**Work to complete**
Locate the line that contains "Segment every instance of the man's arm.". Retype it and every line after it to the end of the records, exactly, but not the pictures.

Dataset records
....

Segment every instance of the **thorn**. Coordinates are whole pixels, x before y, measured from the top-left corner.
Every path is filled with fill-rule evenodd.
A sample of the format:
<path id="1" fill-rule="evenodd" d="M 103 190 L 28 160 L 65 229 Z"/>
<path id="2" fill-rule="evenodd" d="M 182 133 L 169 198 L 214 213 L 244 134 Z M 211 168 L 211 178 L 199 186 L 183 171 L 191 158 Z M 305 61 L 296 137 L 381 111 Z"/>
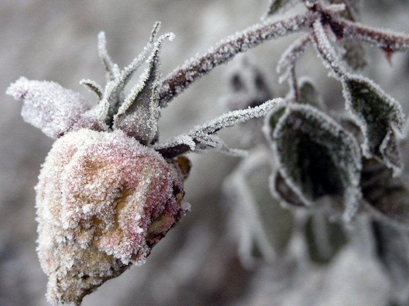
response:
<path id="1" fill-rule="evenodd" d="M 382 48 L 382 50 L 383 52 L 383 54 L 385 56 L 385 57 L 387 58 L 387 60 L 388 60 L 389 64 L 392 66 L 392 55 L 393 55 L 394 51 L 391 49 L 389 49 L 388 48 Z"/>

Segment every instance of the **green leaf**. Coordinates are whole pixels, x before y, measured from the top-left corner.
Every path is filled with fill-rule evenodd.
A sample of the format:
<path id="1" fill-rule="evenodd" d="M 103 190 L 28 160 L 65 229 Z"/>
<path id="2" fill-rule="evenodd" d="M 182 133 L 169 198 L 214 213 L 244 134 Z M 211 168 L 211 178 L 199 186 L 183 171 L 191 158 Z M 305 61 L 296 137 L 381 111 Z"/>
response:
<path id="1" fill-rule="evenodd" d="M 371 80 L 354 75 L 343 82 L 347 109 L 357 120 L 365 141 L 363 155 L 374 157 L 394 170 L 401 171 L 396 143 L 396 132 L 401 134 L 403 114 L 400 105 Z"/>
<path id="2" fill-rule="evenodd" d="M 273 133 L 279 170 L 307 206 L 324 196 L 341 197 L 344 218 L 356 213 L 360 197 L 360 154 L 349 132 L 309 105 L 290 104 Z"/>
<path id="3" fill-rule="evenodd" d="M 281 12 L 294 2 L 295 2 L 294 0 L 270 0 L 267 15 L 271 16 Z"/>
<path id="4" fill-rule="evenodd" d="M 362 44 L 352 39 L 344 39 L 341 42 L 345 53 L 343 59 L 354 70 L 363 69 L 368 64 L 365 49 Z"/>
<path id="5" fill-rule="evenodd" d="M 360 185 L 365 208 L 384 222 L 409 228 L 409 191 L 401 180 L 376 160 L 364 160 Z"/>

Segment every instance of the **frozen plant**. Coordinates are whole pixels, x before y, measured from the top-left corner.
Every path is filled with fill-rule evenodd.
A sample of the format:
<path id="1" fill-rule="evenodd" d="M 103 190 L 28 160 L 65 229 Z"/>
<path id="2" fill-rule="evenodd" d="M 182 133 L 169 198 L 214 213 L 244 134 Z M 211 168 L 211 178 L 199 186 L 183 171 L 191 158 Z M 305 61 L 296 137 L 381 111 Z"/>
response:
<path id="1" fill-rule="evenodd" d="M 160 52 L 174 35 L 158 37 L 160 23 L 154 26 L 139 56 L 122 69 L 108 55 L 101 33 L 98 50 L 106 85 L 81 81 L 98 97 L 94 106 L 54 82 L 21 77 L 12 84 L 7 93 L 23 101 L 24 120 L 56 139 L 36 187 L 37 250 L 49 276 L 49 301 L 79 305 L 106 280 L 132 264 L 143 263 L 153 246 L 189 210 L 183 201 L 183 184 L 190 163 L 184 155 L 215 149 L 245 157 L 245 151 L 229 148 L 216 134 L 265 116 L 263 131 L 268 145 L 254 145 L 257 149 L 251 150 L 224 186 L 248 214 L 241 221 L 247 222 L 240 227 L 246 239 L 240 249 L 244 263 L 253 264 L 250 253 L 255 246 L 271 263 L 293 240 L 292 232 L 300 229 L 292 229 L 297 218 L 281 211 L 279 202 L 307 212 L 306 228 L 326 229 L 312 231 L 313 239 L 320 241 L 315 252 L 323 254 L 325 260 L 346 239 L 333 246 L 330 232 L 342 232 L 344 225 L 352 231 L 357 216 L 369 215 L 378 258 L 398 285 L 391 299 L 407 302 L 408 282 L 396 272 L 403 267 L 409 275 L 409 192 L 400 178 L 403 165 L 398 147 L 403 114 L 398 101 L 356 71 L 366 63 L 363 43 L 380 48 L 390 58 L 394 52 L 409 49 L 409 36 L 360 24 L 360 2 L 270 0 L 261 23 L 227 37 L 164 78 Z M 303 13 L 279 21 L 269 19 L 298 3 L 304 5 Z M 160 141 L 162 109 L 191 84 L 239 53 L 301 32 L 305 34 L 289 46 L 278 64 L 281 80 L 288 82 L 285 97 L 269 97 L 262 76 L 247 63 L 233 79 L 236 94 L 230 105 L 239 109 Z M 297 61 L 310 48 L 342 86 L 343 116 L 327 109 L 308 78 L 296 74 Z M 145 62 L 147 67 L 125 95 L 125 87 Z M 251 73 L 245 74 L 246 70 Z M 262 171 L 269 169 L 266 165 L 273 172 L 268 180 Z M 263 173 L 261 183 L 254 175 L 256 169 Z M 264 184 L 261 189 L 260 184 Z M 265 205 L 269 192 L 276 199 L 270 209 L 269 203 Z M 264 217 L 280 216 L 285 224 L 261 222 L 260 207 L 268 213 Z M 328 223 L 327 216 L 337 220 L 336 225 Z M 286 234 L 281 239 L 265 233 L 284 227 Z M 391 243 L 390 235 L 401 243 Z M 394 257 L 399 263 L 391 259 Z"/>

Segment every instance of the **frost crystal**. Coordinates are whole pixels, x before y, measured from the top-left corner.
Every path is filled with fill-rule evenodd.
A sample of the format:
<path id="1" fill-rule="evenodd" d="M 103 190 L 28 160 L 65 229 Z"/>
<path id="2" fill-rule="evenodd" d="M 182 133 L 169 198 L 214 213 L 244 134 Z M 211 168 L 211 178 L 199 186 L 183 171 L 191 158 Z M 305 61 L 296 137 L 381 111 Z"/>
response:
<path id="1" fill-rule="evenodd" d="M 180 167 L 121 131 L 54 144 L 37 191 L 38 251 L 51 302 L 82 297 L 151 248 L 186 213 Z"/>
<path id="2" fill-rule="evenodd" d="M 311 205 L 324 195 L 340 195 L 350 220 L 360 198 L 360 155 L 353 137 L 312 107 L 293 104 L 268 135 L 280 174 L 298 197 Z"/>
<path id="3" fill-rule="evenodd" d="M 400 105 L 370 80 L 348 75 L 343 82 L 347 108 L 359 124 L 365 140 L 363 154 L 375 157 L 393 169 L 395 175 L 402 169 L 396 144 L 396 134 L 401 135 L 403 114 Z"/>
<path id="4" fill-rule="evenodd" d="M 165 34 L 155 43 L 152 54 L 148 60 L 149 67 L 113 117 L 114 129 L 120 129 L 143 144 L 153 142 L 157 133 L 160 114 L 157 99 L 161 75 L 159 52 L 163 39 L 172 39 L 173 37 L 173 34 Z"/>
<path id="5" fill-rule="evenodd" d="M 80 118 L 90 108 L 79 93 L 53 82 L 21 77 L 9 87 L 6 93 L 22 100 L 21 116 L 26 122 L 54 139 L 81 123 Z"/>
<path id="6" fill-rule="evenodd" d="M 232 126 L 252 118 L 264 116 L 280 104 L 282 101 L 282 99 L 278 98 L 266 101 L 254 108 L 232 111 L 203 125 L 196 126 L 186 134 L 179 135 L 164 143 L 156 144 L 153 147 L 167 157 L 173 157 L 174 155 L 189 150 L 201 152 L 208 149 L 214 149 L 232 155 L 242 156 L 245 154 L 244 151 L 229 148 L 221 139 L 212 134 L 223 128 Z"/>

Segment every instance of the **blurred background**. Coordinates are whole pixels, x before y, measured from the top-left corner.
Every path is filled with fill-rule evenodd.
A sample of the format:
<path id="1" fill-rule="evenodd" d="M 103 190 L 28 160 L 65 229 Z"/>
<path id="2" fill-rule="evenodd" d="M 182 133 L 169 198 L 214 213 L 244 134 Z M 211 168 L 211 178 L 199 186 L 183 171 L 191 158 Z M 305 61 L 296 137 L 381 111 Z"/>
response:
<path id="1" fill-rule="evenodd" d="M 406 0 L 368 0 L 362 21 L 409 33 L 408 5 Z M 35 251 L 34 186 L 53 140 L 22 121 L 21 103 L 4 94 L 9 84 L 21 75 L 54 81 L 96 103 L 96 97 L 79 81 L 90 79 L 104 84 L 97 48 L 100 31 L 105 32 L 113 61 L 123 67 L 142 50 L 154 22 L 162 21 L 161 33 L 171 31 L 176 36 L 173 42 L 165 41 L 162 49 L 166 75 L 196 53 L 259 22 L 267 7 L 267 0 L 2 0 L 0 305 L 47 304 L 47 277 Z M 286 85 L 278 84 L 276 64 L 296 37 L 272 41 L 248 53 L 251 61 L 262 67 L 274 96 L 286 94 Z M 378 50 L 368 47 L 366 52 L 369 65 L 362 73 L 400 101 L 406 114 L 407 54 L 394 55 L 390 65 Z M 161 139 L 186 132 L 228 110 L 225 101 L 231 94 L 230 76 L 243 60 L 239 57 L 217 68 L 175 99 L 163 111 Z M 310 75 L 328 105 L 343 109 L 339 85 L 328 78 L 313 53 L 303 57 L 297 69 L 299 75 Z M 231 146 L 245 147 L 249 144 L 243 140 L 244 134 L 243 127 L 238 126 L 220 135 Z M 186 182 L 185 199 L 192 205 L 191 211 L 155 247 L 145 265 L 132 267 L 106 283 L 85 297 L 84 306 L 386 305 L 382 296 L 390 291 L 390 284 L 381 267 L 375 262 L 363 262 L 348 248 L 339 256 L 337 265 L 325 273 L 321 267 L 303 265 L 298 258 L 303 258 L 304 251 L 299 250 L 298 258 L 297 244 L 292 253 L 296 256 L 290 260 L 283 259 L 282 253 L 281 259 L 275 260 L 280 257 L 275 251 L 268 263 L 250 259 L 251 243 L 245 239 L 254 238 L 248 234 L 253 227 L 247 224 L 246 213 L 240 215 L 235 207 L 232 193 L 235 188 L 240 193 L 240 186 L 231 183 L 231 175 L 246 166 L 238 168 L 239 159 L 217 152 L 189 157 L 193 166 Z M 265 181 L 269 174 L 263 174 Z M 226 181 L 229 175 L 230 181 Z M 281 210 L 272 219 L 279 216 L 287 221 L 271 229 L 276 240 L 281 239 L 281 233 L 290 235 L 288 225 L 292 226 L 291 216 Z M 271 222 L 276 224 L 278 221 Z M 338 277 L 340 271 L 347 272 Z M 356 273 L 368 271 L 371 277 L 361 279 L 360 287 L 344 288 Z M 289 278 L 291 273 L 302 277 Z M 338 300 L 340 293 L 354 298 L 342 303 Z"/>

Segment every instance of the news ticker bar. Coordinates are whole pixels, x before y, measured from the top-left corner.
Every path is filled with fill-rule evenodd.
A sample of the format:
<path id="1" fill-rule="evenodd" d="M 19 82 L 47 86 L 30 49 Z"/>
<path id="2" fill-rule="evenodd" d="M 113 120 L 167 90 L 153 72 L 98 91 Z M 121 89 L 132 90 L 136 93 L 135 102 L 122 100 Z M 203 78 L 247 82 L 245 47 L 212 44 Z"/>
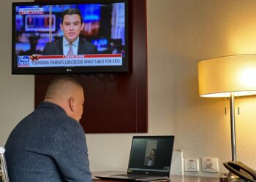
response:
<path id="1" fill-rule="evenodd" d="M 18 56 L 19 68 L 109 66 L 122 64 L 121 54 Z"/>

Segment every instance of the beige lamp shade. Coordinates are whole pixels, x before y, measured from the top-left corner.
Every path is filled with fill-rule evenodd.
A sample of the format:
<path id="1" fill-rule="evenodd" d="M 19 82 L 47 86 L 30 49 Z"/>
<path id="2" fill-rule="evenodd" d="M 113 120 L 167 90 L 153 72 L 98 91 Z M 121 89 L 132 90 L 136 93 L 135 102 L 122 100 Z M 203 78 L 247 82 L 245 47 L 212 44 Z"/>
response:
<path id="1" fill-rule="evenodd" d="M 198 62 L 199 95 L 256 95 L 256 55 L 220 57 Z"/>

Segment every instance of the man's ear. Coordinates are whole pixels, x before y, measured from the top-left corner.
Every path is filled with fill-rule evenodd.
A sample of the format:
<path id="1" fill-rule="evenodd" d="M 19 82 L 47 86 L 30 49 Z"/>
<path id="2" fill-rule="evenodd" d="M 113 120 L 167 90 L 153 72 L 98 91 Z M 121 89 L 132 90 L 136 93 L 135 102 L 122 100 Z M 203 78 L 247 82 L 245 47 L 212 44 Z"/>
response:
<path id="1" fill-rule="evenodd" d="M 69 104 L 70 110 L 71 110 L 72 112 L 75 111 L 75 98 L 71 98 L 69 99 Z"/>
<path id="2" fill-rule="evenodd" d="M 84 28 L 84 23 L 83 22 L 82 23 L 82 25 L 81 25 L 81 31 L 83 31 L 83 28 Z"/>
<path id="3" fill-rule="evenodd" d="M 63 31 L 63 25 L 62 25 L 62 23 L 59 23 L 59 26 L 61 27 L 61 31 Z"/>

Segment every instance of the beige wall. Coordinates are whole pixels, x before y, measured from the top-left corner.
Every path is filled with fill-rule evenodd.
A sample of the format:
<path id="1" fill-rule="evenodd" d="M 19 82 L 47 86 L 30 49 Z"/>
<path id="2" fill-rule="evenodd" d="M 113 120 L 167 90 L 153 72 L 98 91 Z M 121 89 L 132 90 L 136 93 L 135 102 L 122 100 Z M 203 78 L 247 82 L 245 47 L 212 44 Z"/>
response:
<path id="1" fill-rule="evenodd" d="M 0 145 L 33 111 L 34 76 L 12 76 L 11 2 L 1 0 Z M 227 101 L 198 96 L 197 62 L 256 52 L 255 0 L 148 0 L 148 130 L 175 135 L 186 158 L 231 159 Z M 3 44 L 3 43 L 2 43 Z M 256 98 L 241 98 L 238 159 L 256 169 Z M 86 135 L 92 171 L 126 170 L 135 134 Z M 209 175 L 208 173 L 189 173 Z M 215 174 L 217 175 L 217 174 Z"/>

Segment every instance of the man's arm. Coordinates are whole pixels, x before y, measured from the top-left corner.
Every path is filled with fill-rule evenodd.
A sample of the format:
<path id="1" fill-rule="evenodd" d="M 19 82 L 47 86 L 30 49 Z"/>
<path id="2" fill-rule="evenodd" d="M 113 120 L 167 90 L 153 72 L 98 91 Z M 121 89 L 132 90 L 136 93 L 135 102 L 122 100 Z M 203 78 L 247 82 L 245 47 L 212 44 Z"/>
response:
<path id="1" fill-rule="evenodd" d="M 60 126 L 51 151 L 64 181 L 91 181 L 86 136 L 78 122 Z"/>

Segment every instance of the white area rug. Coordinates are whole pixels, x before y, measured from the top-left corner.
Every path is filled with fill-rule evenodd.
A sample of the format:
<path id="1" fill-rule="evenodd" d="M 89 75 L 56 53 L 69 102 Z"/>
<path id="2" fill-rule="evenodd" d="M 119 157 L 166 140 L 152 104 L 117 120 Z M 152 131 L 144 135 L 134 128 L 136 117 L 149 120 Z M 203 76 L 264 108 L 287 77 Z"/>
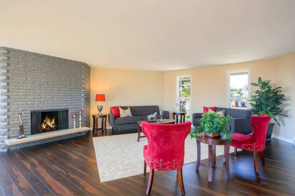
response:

....

**Solution for this task**
Segment every instance of the man's arm. Coordinates are whole pixels, x before y, measured from the top-left corner.
Every path is filled with fill-rule evenodd.
A sample of the format:
<path id="1" fill-rule="evenodd" d="M 19 82 L 47 86 L 30 49 Z"/>
<path id="2" fill-rule="evenodd" d="M 113 120 L 167 90 L 153 72 L 98 91 Z M 121 89 L 132 90 L 136 93 L 135 102 L 122 100 Z M 203 78 L 247 82 L 245 47 L 212 44 Z"/>
response:
<path id="1" fill-rule="evenodd" d="M 60 126 L 51 151 L 64 181 L 91 181 L 86 136 L 78 122 Z"/>

Segment every instance of the white area rug. Coordinates are whole pixels, x before y, measured from the top-left corner.
Every path is filled with fill-rule evenodd.
A sample of the format:
<path id="1" fill-rule="evenodd" d="M 89 75 L 56 53 L 69 102 Z"/>
<path id="2" fill-rule="evenodd" d="M 119 157 L 166 140 L 152 104 L 117 120 Z M 152 131 L 144 135 L 134 128 L 136 117 L 149 120 Z M 203 76 L 264 108 L 287 77 Z"/>
response:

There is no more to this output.